### Fragmento del texto
-------

EL CASO YPF EN NUEVA YORK

por Sebastián Soler *

En abril del año 2012 la entonces presidenta de la Nación, Cristina Fernández de Kirchner, decidió impulsar la expropiación del 51% de las acciones de YPF, cuyo dueño era la multinacional española Repsol. La recuperación del control de la empresa petrolera más grande del país, privatizada en 1992 durante el gobierno de Carlos Menem, cumplió los únicos tres requisitos que exige el artículo 17 de nuestra Constitución para que una expropiación se considere legítima: tener por motivo una causa de utilidad pública, ser autorizada por una ley del Congreso, e indemnizar previamente al propietario privado.

La utilidad pública perseguida era evidente. El proyecto de ley elaborado por el Poder Ejecutivo declaraba que el autoabastecimiento de hidrocarburos es “un objetivo prioritario… de interés público nacional”, y en el mensaje de envío al Congreso se explicaba que para alcanzarlo era indispensable revertir los perjuicios causados por la gestión del accionista mayoritario, orientada a favorecer la estrategia global del grupo Repsol en detrimento del desarrollo de YPF y el bienestar de los argentinos. Falta de inversiones, envío constante de utilidades al exterior, caída de las reservas de petróleo a la mitad entre 2001 y 2011.Ese año, por primera vez desde mediados de los ’90, Argentina había incurrido en un déficit comercial en materia de combustibles de más de tres mil millones de dólares.

Un mes después de recibir el proyecto, el Congreso lo convirtió en ley (Ley 26.741) con el apoyo de mayorías abrumadoras en ambas cámaras: 208 votos afirmativos contra 32 votos negativos en Diputados; 63 votos afirmativos y solo 3 votos en contra en el Senado. Además del oficialismo, apoyaron la expropiación legisladores de casi todos los bloques opositores, a excepción, cuándo no, del PRO, cuyos diputados votaron unánimemente en contra.

Luego de dos años de negociaciones y algunos amagos de judicialización, en febrero de 2014 Repsol aceptó cobrar una indemnización de cinco mil millones de dólares, que refleja la valuación realizada por el Tribunal de Tasaciones de la Nación. Contra el pago de dicho monto con bonos, Argentina obtuvo la propiedad del 51% del capital de YPF. Ese día, la expropiación de YPF concluyó exitosamente y la Argentina no enfrentaba ningún litigio.

¿Cómo es posible, entonces, que nueve años más tarde nuestro país haya sido condenado en primera instancia por una corte de Nueva York a pagar US$16.000 millones de dólares porque, supuestamente, la expropiación estuvo mal hecha?

La explicación hay que buscarla en el juego, diabólicamente armonioso, entre una táctica clásica de la derecha local inaugurada durante las privatizaciones del menemismo y la aceleración en años recientes de la tendencia de las cortes estadounidenses a expandir su competencia internacional.

-------

### Entradas
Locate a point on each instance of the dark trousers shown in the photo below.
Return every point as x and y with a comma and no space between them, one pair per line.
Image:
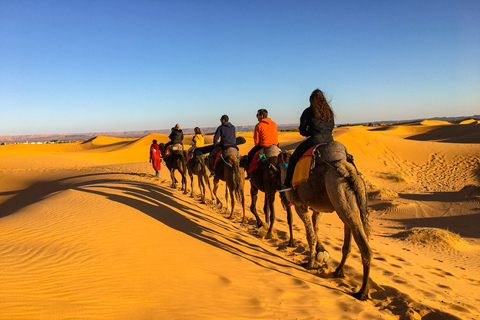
298,153
252,152
212,156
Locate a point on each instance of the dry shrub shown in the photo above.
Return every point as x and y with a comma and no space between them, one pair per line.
433,237
383,194
396,176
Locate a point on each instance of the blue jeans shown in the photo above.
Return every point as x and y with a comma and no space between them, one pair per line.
300,150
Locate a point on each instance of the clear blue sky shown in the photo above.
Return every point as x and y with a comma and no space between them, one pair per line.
94,66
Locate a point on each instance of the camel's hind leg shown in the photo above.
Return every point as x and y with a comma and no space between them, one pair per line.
345,204
215,188
311,227
269,211
253,205
230,191
191,183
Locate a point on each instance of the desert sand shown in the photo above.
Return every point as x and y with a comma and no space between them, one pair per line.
88,232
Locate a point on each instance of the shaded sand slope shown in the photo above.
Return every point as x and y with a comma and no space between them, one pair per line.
88,232
115,246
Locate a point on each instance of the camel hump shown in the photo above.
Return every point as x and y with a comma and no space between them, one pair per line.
230,151
332,151
271,151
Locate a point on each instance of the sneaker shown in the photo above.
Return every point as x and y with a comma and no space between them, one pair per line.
284,188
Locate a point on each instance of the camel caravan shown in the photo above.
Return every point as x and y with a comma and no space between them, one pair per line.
318,177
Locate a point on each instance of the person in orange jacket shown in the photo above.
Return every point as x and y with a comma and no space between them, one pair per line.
265,135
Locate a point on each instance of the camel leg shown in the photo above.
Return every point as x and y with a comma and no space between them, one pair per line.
172,176
306,217
191,183
232,200
253,206
290,226
244,219
288,207
345,252
201,186
322,254
347,209
269,205
184,181
266,208
215,187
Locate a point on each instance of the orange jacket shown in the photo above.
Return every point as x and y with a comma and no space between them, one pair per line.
265,133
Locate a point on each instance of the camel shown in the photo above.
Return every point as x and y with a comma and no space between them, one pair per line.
175,160
197,166
266,178
228,170
334,186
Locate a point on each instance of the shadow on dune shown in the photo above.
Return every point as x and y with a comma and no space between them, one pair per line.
465,225
462,133
159,203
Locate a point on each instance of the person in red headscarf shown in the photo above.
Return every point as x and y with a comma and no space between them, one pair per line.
155,157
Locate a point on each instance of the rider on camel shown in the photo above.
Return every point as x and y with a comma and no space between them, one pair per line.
224,137
265,135
316,124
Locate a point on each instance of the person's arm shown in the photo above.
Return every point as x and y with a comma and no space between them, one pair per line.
217,135
303,123
256,135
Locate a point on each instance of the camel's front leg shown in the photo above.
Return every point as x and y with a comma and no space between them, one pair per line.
215,187
232,200
311,236
322,254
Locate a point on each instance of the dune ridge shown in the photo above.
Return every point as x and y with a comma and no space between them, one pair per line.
88,232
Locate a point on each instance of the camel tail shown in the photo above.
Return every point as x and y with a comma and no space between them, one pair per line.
360,189
233,161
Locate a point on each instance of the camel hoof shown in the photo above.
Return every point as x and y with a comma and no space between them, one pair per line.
322,257
310,266
339,274
360,296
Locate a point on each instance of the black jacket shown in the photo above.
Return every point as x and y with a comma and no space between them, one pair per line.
314,127
176,136
226,133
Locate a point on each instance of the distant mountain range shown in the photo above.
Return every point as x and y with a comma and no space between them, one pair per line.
205,130
123,134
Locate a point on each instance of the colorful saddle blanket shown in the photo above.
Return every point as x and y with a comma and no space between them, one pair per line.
266,152
174,147
329,152
232,151
190,154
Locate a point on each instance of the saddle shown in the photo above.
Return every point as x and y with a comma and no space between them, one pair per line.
174,147
230,151
328,152
264,153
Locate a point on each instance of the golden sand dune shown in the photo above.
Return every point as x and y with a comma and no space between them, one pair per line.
88,232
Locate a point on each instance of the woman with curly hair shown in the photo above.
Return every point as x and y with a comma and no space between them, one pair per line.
316,124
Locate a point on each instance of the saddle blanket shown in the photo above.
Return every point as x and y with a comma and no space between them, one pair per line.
173,147
190,154
332,151
271,151
225,153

-------

### Tareas
**a.** Cambia en el texto sobre el caso YPF el pasaje que empieza con "Un mes después" y sigue hasta "enfrentaba ningún litigio.", sustituyendo "Senado" por "Senado de la Nación".
**b.** Según el texto sobre el caso YPF, ¿cuántos votos afirmativos recibió la expropiación en el Senado?
**c.** Traduce al inglés esta oración del texto sobre el caso YPF: "Contra el pago de dicho monto con bonos, Argentina obtuvo la propiedad del 51% del capital de YPF."
Usa solamente el texto como fuente, sin recurrir a los registros.

### Respuestas del ejercicio
**a.**
Un mes después de recibir el proyecto, el Congreso lo convirtió en ley (Ley 26.741) con el apoyo de mayorías abrumadoras en ambas cámaras: 208 votos afirmativos contra 32 votos negativos en Diputados; 63 votos afirmativos y solo 3 votos en contra en el Senado de la Nación. Además del oficialismo, apoyaron la expropiación legisladores de casi todos los bloques opositores, a excepción, cuándo no, del PRO, cuyos diputados votaron unánimemente en contra.

Luego de dos años de negociaciones y algunos amagos de judicialización, en febrero de 2014 Repsol aceptó cobrar una indemnización de cinco mil millones de dólares, que refleja la valuación realizada por el Tribunal de Tasaciones de la Nación. Contra el pago de dicho monto con bonos, Argentina obtuvo la propiedad del 51% del capital de YPF. Ese día, la expropiación de YPF concluyó exitosamente y la Argentina no enfrentaba ningún litigio.

**b.** Recibió 63 votos afirmativos.

**c.** In exchange for payment of that amount in bonds, Argentina obtained ownership of 51% of YPF's capital.